■ TASK DIRECTIONS
Scan the data below and report how many lines include the word "streetcar". Nothing else is wanted.

[Stored data entries]
=== Begin Enclosure ===

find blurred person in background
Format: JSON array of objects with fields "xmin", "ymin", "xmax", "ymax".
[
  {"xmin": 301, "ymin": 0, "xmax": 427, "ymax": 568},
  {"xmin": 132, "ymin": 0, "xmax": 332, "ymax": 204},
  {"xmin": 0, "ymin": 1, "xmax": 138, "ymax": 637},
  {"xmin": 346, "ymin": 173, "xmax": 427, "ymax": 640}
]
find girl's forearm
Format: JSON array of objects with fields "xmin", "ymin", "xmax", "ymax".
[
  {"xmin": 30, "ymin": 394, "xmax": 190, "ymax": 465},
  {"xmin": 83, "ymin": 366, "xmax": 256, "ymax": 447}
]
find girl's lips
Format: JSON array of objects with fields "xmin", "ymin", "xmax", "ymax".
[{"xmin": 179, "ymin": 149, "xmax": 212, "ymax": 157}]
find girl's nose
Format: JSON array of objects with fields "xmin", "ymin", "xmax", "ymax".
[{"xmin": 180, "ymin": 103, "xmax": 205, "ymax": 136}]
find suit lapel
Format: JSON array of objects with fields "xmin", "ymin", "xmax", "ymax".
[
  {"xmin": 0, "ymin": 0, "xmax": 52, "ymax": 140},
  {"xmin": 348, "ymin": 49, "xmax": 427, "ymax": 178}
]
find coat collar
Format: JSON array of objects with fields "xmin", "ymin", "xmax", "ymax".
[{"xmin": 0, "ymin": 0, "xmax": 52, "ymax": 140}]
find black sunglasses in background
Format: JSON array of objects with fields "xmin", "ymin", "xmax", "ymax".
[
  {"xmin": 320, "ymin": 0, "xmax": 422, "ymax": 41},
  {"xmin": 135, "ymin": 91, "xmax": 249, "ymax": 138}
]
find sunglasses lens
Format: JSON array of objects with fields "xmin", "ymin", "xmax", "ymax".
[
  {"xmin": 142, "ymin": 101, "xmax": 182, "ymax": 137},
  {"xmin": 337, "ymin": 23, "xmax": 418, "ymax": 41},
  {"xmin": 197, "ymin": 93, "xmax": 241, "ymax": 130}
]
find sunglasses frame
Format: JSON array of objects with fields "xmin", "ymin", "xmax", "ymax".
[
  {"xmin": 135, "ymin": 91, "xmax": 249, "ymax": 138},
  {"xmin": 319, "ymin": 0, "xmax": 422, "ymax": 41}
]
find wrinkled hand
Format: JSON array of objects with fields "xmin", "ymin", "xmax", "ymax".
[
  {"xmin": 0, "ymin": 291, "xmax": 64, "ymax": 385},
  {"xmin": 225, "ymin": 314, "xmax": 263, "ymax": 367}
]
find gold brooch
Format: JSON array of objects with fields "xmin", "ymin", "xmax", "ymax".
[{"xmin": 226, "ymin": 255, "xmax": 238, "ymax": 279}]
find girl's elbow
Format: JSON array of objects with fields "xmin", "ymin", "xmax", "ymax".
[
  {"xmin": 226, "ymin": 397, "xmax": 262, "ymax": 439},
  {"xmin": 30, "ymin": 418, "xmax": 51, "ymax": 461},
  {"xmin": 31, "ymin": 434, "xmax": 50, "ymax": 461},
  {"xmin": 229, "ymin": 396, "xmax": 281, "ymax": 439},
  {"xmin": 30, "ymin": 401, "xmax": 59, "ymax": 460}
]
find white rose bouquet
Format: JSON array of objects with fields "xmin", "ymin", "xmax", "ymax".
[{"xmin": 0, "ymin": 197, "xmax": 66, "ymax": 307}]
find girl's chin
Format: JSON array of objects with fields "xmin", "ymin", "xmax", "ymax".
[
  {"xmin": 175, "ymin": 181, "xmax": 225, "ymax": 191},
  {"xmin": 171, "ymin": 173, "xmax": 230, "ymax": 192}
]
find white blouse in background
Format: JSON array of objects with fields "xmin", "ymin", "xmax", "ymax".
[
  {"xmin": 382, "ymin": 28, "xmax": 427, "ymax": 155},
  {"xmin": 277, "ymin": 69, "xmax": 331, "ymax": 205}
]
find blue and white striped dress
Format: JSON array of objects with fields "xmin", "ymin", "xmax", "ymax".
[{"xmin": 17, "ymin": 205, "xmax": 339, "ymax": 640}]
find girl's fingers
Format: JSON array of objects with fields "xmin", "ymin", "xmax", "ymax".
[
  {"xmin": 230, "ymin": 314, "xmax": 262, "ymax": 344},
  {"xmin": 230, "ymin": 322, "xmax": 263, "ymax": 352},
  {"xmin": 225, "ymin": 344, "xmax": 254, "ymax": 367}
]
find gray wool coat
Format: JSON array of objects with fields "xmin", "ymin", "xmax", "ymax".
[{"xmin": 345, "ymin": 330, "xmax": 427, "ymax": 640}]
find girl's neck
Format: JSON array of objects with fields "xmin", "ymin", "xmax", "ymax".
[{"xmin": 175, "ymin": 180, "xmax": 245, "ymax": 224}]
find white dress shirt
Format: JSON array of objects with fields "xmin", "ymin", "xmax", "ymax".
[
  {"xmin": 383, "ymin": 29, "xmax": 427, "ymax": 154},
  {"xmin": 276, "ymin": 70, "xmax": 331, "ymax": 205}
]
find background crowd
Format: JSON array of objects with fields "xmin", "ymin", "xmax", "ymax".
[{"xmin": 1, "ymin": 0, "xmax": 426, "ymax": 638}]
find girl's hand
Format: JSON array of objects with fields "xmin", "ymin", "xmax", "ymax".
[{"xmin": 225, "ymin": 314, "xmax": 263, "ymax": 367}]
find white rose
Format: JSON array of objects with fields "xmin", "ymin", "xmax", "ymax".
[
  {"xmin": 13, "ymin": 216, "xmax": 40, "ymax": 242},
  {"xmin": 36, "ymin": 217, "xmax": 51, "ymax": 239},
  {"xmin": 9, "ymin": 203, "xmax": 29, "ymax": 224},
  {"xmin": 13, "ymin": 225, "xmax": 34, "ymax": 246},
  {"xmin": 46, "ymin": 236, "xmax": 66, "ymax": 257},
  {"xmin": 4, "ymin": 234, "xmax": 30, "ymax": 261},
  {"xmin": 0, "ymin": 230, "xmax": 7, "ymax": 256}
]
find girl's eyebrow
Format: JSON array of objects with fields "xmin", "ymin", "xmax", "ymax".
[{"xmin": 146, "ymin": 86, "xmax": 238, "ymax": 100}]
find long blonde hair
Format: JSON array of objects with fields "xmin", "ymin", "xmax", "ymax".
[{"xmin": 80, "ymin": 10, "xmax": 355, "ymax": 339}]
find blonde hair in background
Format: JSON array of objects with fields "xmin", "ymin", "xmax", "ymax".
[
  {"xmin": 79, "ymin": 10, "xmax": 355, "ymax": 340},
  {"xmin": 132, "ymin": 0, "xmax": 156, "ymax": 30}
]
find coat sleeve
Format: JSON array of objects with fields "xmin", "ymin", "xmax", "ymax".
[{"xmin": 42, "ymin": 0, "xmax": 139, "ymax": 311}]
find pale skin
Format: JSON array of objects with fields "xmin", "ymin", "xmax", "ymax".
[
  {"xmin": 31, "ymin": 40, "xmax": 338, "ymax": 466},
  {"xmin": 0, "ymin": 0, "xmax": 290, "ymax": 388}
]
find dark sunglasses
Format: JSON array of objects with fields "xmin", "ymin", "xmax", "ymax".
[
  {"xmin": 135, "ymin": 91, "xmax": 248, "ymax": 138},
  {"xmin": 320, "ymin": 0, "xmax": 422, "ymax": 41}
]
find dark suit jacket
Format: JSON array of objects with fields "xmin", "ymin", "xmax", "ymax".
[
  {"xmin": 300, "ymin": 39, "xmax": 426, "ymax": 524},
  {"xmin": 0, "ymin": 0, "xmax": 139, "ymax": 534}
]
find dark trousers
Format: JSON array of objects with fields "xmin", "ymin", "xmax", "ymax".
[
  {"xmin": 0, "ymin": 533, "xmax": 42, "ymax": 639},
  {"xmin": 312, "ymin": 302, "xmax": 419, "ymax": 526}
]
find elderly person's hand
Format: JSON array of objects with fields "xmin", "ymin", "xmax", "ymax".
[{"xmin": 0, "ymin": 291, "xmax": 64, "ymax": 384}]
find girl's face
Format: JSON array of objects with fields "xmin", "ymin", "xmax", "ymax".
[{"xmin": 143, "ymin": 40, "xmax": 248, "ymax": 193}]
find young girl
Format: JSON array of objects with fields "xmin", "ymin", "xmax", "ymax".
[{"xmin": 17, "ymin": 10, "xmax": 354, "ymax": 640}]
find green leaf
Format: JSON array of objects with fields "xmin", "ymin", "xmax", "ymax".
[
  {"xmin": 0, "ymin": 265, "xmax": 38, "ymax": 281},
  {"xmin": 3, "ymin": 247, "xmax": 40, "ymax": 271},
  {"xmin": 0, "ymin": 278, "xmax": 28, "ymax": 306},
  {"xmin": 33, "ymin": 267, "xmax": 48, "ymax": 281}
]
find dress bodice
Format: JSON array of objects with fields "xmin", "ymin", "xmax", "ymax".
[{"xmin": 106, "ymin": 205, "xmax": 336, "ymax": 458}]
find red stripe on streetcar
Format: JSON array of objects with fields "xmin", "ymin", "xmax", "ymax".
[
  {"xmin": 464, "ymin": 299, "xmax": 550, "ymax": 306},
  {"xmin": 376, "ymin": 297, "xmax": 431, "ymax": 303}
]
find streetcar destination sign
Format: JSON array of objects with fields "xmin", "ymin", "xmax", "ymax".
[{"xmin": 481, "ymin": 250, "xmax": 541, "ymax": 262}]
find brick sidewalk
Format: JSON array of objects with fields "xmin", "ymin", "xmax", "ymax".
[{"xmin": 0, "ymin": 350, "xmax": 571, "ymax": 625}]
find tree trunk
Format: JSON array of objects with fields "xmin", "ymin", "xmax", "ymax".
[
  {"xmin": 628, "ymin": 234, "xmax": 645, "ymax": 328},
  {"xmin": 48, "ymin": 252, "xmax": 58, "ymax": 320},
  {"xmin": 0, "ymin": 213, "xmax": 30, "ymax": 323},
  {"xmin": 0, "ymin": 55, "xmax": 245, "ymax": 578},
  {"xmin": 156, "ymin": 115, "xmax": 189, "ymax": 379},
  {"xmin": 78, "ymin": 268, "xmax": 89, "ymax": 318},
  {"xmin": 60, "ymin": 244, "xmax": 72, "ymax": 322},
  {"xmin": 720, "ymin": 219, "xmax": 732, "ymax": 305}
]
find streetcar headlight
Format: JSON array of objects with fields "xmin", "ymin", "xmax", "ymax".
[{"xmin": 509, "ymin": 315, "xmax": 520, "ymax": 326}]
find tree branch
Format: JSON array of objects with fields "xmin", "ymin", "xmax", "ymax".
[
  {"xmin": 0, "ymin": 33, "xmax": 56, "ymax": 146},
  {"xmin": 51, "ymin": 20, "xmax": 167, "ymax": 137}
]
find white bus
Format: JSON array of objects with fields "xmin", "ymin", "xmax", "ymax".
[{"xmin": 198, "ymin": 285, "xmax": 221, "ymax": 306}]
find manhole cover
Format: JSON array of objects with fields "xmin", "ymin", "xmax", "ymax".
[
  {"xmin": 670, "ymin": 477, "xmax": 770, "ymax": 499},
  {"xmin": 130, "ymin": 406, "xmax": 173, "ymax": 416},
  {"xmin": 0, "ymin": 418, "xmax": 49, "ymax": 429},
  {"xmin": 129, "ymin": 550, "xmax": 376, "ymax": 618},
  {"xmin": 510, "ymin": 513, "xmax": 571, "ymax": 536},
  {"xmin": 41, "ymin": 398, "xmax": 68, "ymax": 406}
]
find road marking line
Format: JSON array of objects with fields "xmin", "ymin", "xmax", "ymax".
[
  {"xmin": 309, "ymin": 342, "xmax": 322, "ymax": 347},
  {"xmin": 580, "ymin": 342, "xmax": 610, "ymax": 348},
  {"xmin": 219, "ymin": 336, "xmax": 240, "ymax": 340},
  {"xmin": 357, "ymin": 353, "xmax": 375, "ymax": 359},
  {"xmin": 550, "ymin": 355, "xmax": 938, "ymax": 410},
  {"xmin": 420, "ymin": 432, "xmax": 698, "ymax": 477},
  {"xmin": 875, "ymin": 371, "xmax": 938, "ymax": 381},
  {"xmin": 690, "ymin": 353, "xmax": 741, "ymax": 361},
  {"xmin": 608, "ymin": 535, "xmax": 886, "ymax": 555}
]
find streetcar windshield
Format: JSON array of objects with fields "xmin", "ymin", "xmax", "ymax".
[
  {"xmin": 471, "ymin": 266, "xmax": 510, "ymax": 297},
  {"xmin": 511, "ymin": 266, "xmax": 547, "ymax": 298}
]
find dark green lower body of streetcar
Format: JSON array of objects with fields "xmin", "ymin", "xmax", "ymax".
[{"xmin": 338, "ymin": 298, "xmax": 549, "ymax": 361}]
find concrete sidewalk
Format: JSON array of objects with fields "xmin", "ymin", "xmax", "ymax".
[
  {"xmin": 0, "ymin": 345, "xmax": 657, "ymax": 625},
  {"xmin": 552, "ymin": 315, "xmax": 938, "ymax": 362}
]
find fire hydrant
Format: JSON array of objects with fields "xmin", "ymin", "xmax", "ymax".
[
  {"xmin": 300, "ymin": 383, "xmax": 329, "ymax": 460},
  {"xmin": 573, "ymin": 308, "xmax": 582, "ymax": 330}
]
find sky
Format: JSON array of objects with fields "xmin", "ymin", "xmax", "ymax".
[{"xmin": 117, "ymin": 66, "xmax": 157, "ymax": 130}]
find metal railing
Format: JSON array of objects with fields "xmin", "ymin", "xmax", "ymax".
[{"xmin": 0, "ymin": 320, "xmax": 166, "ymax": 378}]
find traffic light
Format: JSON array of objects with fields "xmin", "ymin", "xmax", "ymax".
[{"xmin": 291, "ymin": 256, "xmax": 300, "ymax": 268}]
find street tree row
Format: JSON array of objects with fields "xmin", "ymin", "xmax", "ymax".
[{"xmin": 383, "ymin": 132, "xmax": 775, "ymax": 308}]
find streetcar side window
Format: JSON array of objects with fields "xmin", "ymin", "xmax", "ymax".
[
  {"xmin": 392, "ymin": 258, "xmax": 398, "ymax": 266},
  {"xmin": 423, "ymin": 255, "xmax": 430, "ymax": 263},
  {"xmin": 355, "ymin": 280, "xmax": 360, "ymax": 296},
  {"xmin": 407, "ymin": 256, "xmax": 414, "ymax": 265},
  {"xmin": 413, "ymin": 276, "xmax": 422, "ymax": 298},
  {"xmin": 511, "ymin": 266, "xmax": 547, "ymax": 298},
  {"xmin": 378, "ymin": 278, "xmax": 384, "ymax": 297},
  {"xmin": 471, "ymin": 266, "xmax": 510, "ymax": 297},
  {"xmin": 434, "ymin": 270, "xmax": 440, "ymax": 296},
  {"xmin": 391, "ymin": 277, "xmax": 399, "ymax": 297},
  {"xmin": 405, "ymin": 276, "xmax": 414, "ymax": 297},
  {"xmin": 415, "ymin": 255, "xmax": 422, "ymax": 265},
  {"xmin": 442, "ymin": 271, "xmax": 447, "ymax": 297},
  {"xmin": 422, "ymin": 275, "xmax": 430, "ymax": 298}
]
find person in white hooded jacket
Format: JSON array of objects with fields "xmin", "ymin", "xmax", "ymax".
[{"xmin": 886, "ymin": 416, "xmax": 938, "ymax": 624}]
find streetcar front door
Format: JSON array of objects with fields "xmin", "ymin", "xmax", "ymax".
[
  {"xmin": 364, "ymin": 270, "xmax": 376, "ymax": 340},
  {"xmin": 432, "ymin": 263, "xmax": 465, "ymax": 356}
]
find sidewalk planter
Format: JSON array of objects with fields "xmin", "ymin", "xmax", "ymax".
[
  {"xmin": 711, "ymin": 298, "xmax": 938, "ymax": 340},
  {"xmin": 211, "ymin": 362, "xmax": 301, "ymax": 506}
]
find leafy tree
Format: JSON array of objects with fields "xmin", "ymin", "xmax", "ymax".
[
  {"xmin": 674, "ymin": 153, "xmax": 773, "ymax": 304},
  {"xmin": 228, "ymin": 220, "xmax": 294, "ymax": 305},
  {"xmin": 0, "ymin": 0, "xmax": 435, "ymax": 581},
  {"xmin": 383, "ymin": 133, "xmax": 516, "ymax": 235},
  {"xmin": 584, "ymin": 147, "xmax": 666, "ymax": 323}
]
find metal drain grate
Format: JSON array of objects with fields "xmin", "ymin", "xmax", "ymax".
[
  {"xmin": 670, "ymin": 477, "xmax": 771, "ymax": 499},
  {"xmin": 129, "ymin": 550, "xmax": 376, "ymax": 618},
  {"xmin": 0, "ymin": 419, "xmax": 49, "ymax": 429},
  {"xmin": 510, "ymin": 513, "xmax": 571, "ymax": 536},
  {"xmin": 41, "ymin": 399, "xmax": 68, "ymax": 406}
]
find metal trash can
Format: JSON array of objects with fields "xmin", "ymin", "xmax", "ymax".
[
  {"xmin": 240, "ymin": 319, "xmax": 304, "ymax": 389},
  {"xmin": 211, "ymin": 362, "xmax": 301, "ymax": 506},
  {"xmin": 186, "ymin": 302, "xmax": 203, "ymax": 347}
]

=== End Enclosure ===

■ RESULT FOR THIS TASK
7